§ **TASK TO COMPLETE**
Rewrite the stored entries below as a JSON list of strings, one string per line with blank lines omitted, beginning at the line containing "Target: black parachute section" and continuing through the line containing "155), (597, 193)]".

##### ITEMS

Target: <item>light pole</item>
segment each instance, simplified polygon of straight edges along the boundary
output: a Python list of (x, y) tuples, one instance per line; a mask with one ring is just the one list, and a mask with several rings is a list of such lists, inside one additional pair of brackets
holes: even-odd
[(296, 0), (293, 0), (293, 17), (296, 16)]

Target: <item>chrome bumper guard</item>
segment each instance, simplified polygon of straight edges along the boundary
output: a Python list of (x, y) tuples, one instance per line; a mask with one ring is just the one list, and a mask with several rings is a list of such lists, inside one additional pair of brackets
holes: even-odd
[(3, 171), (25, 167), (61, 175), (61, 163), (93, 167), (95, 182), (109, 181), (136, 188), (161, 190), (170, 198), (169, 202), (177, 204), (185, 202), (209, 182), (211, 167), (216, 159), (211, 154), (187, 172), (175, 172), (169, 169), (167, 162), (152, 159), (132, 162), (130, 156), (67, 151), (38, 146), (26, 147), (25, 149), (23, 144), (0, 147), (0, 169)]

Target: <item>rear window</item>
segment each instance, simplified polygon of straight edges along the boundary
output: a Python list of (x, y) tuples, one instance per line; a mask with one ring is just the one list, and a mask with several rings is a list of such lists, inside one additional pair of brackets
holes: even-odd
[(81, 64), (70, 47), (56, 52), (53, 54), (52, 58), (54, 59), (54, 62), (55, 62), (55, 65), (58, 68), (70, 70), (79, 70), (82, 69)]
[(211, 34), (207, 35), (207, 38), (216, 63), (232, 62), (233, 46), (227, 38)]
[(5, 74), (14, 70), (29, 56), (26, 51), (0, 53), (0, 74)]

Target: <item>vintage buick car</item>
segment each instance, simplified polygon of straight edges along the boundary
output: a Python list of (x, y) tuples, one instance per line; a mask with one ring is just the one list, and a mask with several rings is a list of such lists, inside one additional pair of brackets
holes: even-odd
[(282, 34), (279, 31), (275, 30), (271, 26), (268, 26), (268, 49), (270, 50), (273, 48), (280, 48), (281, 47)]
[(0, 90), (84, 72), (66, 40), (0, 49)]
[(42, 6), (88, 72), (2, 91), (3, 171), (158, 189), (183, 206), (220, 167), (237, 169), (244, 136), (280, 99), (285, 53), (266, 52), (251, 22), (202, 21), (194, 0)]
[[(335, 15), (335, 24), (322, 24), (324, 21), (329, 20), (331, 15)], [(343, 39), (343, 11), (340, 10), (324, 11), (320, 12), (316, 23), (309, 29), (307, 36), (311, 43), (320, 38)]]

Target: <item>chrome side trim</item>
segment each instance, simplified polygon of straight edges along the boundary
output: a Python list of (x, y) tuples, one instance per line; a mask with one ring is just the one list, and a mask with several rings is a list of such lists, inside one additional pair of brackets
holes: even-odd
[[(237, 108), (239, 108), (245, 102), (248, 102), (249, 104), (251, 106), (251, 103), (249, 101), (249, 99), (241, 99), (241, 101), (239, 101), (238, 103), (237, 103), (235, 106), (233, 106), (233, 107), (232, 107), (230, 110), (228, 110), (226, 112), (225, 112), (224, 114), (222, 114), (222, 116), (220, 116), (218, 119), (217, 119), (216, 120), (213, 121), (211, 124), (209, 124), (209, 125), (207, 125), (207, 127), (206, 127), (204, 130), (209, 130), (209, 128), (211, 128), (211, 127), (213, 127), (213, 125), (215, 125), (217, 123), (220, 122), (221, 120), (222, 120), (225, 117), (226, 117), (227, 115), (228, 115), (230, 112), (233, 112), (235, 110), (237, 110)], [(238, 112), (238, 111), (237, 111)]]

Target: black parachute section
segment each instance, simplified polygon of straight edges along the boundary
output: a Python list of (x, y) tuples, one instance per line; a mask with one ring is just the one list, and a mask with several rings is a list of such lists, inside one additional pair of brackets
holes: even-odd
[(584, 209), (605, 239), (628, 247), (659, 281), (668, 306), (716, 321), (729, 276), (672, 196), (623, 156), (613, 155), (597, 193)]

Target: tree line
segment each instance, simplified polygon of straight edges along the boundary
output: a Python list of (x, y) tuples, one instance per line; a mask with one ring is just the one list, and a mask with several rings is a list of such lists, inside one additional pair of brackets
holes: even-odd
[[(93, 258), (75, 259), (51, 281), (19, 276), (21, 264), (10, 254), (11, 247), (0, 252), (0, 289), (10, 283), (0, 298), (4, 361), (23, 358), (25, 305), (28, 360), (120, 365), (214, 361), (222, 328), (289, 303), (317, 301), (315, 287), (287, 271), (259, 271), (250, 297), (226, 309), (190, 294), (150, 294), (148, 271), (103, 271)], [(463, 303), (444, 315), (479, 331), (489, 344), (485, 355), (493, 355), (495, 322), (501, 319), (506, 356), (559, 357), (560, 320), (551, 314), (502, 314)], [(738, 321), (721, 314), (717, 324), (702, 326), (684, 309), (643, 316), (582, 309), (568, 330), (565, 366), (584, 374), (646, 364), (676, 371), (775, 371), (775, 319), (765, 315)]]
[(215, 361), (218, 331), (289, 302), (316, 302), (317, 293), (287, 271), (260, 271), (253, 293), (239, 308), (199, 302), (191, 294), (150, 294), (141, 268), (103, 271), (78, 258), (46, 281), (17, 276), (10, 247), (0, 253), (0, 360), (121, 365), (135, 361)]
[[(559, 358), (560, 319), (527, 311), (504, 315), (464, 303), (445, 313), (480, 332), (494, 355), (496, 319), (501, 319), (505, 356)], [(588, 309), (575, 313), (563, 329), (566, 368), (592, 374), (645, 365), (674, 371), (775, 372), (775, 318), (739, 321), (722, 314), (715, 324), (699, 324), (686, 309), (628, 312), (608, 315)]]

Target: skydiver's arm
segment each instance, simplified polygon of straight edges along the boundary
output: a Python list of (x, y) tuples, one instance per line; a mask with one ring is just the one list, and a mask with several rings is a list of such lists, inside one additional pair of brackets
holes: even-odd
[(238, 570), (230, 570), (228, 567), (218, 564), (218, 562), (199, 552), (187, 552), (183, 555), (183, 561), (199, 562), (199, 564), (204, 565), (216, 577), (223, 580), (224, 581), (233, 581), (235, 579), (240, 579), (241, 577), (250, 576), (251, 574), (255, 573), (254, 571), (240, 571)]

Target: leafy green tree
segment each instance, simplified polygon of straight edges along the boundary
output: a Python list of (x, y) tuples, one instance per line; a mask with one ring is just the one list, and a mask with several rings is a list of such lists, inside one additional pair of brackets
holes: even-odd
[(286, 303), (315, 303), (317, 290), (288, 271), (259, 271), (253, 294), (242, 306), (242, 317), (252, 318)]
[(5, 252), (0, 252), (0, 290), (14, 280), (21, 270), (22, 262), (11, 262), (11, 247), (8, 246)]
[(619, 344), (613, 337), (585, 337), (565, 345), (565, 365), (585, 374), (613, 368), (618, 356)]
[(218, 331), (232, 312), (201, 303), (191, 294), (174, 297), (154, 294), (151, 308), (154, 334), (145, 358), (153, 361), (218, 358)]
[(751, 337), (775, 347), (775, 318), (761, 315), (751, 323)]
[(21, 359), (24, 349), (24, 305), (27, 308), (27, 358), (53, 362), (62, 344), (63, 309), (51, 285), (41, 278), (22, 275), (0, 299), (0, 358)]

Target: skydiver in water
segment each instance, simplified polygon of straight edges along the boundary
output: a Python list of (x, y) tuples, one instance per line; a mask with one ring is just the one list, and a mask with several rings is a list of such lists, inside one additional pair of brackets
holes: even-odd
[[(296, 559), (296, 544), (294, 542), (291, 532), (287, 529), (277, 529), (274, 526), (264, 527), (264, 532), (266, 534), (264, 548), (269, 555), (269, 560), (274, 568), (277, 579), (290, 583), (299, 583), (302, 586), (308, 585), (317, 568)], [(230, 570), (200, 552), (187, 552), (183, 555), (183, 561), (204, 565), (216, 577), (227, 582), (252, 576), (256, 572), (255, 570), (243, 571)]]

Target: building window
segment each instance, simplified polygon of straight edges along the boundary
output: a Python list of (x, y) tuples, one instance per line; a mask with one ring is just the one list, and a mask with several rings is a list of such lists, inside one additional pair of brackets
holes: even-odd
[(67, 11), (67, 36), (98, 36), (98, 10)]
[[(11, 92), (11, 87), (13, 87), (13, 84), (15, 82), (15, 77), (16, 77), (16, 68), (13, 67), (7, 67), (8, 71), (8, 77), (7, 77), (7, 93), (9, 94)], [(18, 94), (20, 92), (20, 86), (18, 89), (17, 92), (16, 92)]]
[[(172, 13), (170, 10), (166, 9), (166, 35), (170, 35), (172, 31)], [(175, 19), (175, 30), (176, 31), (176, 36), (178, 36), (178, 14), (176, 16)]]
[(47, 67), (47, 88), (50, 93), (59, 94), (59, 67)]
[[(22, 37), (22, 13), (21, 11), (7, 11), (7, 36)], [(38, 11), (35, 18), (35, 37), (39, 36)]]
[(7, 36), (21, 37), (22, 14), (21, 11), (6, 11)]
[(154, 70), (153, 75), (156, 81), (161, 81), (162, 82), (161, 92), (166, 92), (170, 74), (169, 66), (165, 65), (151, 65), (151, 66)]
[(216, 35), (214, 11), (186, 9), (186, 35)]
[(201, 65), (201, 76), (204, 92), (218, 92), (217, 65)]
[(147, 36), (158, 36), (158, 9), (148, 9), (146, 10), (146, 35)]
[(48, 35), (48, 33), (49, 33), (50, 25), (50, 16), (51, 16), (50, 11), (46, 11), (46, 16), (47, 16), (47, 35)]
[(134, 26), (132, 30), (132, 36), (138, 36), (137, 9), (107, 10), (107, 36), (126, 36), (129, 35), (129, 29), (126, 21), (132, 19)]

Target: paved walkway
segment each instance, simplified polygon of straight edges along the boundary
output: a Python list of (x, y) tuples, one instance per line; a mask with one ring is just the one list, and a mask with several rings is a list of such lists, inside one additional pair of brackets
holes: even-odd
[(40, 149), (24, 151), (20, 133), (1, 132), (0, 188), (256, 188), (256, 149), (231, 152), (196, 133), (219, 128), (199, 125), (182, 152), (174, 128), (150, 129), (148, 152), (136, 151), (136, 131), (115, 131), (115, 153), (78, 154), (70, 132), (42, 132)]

##########

§ **RESPONSE**
[
  "Target: black parachute section",
  "segment each instance, simplified polygon of straight edges along the boundary",
  "output: a Python list of (x, y) tuples, one instance per line; a mask with one ring is just the one list, and a mask with several rings is a list of such lists, inside one additional pair of brackets",
  "holes: even-odd",
  "[(584, 209), (605, 239), (628, 247), (659, 281), (668, 306), (716, 321), (729, 276), (672, 196), (623, 156), (613, 155), (597, 193)]"
]